(Records of position annotations)
-- begin --
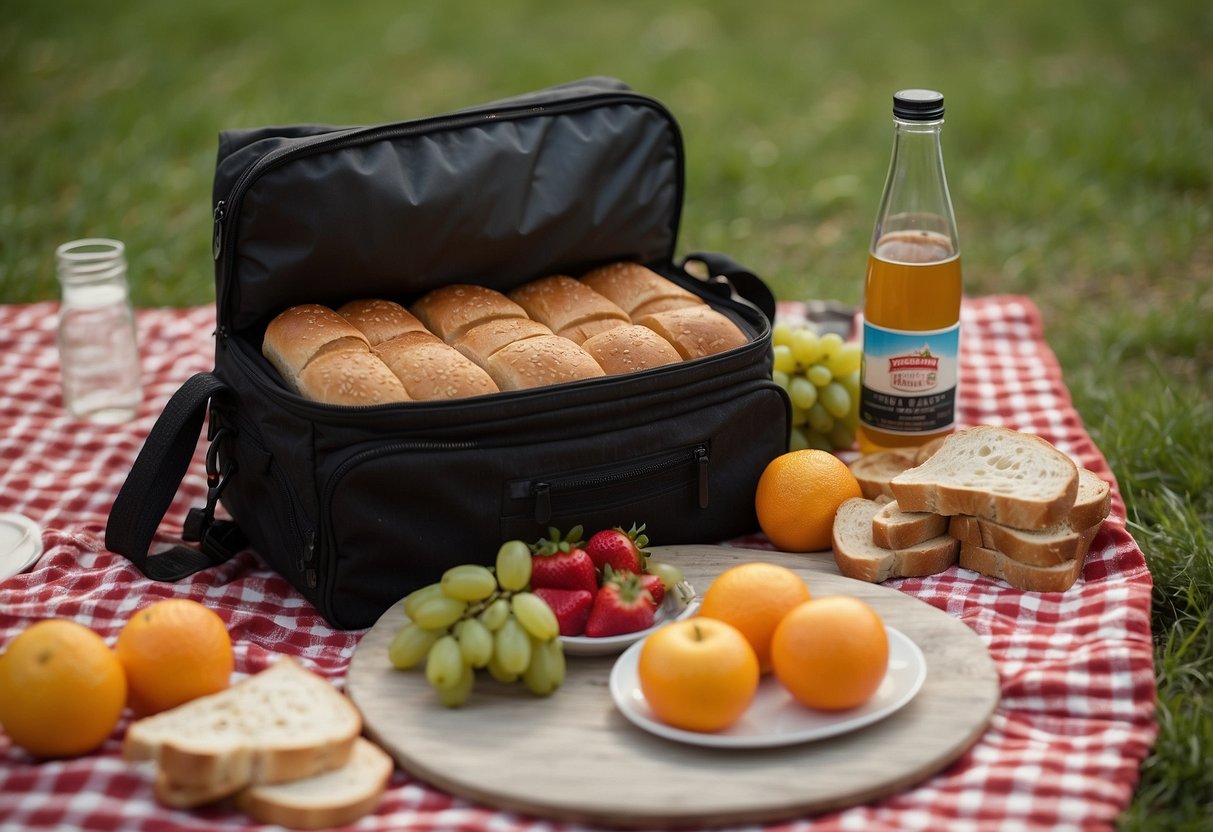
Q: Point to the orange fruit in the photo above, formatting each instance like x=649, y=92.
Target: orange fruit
x=798, y=495
x=174, y=650
x=62, y=690
x=699, y=674
x=753, y=597
x=831, y=653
-- end --
PROBLEM STATEMENT -
Reproduce every record above line for line with no changes, leaving out the pictures.

SOLUTION FOR THIS TASK -
Q: Point to the orange fruit in the photo above, formatting each instance like x=649, y=92.
Target: orange fruit
x=798, y=495
x=174, y=650
x=62, y=690
x=699, y=674
x=753, y=597
x=831, y=653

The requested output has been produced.